(Collection entries)
◇ ◇ ◇ ◇ ◇
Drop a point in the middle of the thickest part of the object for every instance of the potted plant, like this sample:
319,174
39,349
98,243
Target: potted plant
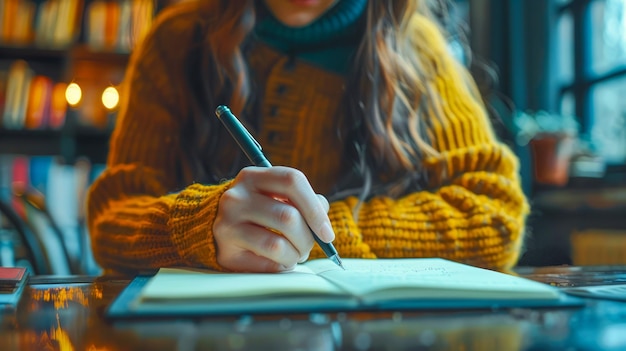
552,141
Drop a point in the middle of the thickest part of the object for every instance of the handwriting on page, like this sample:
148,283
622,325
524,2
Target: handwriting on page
◇ ◇ ◇ ◇ ◇
▶ _PROBLEM TO SOLVE_:
Turn the lines of all the entries above into a numbered list, skipping any blank lines and leaving out the pictures.

▶ _WRITTEN SOLUTION_:
1. Drop a point in the middle of the thickest part of the object for every instance of the potted plant, like this sample:
2. 319,174
3. 39,349
4. 98,243
5. Target: potted plant
6. 552,141
7. Drop a point in the middle of the thickest part of the object for every instance of the handwriting on page, like this sample:
8. 148,283
9. 622,325
10. 524,2
11. Target: handwriting on page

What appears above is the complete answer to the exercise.